INSTRUCTIONS TO FOLLOW -
Each record should be given again exactly, and any picture in it left out.

EXTRACTED MATERIAL -

------------------------------------------------------------------------

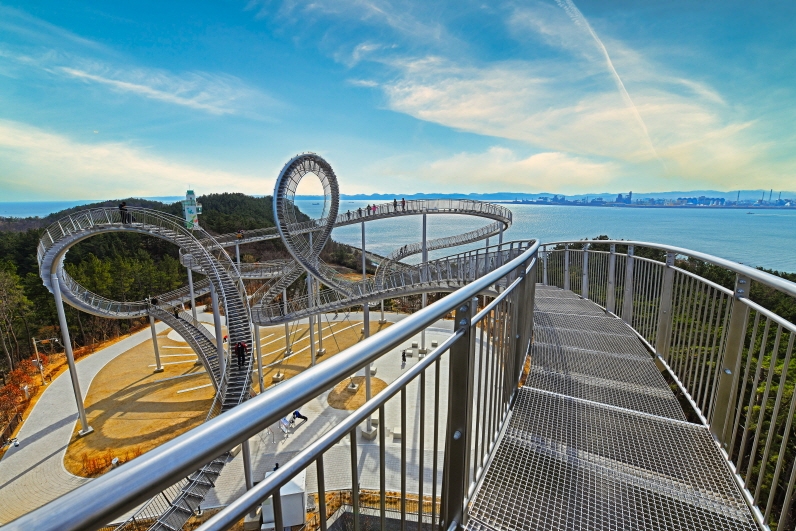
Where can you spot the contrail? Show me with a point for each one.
(579, 20)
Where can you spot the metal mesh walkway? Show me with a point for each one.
(597, 441)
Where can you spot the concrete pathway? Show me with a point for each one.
(33, 474)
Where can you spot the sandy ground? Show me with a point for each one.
(133, 409)
(342, 397)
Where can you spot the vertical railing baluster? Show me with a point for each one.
(731, 361)
(321, 492)
(664, 334)
(354, 480)
(584, 285)
(457, 447)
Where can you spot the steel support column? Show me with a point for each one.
(222, 361)
(158, 366)
(85, 429)
(627, 300)
(193, 296)
(259, 351)
(424, 278)
(456, 470)
(665, 312)
(727, 390)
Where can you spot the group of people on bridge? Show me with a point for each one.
(373, 209)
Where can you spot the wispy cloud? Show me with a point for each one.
(38, 163)
(580, 21)
(213, 93)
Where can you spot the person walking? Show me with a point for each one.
(240, 350)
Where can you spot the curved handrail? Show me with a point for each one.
(103, 499)
(772, 281)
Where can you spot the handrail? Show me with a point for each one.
(772, 281)
(102, 500)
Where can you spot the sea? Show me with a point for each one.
(759, 238)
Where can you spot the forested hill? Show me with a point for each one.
(123, 267)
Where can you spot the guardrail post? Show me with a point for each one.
(610, 295)
(456, 476)
(727, 390)
(627, 302)
(544, 265)
(584, 289)
(664, 334)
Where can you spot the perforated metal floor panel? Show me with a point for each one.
(562, 305)
(597, 441)
(590, 340)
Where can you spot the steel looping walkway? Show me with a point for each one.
(597, 440)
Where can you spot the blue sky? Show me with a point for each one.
(102, 100)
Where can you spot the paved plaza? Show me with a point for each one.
(33, 474)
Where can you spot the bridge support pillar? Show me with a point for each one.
(664, 335)
(366, 333)
(288, 346)
(610, 295)
(727, 390)
(85, 429)
(193, 296)
(627, 300)
(259, 351)
(424, 278)
(222, 362)
(158, 366)
(456, 479)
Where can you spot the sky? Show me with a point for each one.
(118, 99)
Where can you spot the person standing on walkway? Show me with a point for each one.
(240, 350)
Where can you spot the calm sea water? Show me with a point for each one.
(764, 238)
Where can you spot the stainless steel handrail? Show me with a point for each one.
(768, 279)
(102, 500)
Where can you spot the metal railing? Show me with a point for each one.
(484, 356)
(730, 356)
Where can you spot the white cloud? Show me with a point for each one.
(213, 93)
(500, 169)
(41, 164)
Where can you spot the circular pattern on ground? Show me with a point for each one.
(342, 397)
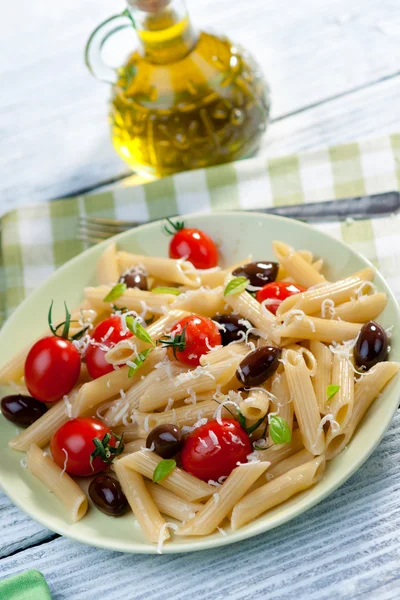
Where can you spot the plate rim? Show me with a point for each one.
(256, 527)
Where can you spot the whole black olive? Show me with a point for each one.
(135, 279)
(107, 494)
(22, 410)
(167, 439)
(232, 328)
(371, 346)
(258, 366)
(258, 273)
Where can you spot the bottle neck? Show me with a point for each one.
(164, 29)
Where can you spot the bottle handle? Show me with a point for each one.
(96, 41)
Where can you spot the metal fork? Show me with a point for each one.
(96, 229)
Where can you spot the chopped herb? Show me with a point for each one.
(279, 430)
(166, 290)
(163, 469)
(331, 391)
(137, 329)
(139, 361)
(236, 286)
(116, 292)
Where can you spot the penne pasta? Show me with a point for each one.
(141, 503)
(365, 391)
(304, 401)
(107, 266)
(277, 491)
(59, 483)
(168, 269)
(180, 482)
(224, 499)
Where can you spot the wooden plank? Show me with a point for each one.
(54, 135)
(346, 547)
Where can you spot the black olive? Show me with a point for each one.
(107, 494)
(232, 328)
(167, 439)
(258, 366)
(371, 346)
(135, 279)
(258, 273)
(22, 410)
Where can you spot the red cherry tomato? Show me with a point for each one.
(52, 368)
(196, 246)
(214, 449)
(95, 354)
(72, 444)
(279, 291)
(201, 334)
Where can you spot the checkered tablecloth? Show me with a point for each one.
(37, 239)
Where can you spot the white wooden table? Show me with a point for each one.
(334, 72)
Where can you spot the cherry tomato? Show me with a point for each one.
(214, 449)
(52, 368)
(95, 354)
(72, 445)
(279, 291)
(201, 334)
(196, 246)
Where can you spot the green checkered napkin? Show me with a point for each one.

------------------------------------------------------------------------

EXERCISE SOLUTION -
Where can you spot the contrail? Show me with a point for each one.
(579, 20)
Where can you spot the metal mesh walkway? Show me with a point for each one.
(597, 441)
Where can you spot the concrete pathway? Show me with a point for each one.
(33, 474)
Where can you spot the sandy ground? Show me with a point for each one.
(133, 409)
(342, 397)
Where can you spot the vertical railing baluster? Show me with a point for each one.
(731, 361)
(321, 492)
(664, 334)
(354, 480)
(584, 285)
(457, 447)
Where can you spot the steel support column? Show me with a point for each one.
(222, 361)
(158, 366)
(85, 429)
(627, 300)
(193, 296)
(259, 351)
(424, 278)
(456, 470)
(665, 312)
(727, 390)
Where can you spot the group of people on bridge? Show me with a point for each one.
(373, 209)
Where can you spot the wispy cloud? Show me with a point for each one.
(38, 163)
(580, 21)
(213, 93)
Where can you spot the person walking? Show me with a point for each one.
(240, 350)
Where can you spot the curved handrail? Show me with a point for each one.
(103, 499)
(772, 281)
Where can you spot the handrail? Show me with a point for each one.
(772, 281)
(102, 500)
Where can you spot the sea? Show me with a point for each one.
(759, 238)
Where can you spot the forested hill? Show me with a point for each one.
(123, 267)
Where can you spot the guardrail post? Show me with a point for each one.
(610, 295)
(456, 476)
(727, 390)
(627, 302)
(544, 265)
(584, 289)
(664, 334)
Where can you spot the perforated metal floor panel? Show me with a point for each one.
(562, 305)
(597, 441)
(590, 340)
Where can you spot the steel looping walkway? Show me with a point for each one.
(597, 440)
Where can you spot the blue sky? Show me with a point for each one.
(102, 100)
Where can you spot the paved plaza? Show me with a point for each one.
(33, 474)
Where can you spot the bridge support pillar? Show me with a point for each one.
(664, 335)
(366, 333)
(288, 346)
(610, 295)
(727, 390)
(85, 429)
(193, 296)
(627, 300)
(259, 351)
(424, 278)
(222, 362)
(158, 366)
(456, 479)
Where can you spot the sky? Show me with a point for each one.
(118, 99)
Where can you spot the person standing on walkway? Show me with a point for each one.
(240, 350)
Where can you spot the calm sea water? Show me with a point for each one.
(764, 238)
Where can you spot the stainless steel handrail? Show me with a point for each one.
(768, 279)
(102, 500)
Where can you spot the metal railing? Show me with a point for each one.
(484, 356)
(730, 356)
Where can you spot the white cloud? Show me with a point for each one.
(213, 93)
(500, 169)
(41, 164)
Where can you spot the circular pattern on ground? Show me with a point for each one.
(342, 397)
Where can you spot the plate rim? Show me with a point for each one.
(256, 527)
Where can you spot the whole black olive? Show me with a point for each one.
(135, 279)
(107, 494)
(22, 410)
(167, 439)
(232, 328)
(371, 346)
(258, 366)
(258, 273)
Where can you spot the bottle neck? Show me with a point for each one.
(164, 29)
Where can you spot the bottle handle? Show me with a point for each one.
(96, 41)
Where can you spot the metal fork? Show me with a point for each one.
(96, 229)
Where can you spot the chopped herb? Show me with a point for each one.
(279, 430)
(166, 290)
(163, 469)
(331, 391)
(137, 329)
(139, 361)
(236, 286)
(116, 292)
Where can you spot the penne pasta? Show me with a point for each one.
(141, 503)
(365, 391)
(304, 401)
(107, 266)
(277, 491)
(59, 483)
(168, 269)
(180, 482)
(224, 499)
Where can you spot the wooden plank? Show me with a point for each one.
(54, 135)
(346, 547)
Where can you spot the black olive? Show me with a point for each one.
(107, 494)
(232, 328)
(167, 439)
(258, 366)
(371, 346)
(135, 279)
(258, 273)
(22, 410)
Where can you spot the red cherry tomato? Show me with a point for each one.
(52, 368)
(196, 246)
(214, 449)
(95, 354)
(72, 444)
(279, 291)
(201, 334)
Where can you spot the checkered tablecloth? Show me with a point for each one.
(37, 239)
Where can you spot the white wooden table? Show me with a point for each one.
(334, 72)
Where can you spot the cherry tomato? Show me with a point for each one.
(214, 449)
(52, 368)
(95, 354)
(72, 445)
(279, 291)
(201, 334)
(196, 246)
Where can you spot the green checkered napkin? Show me with a point for each one.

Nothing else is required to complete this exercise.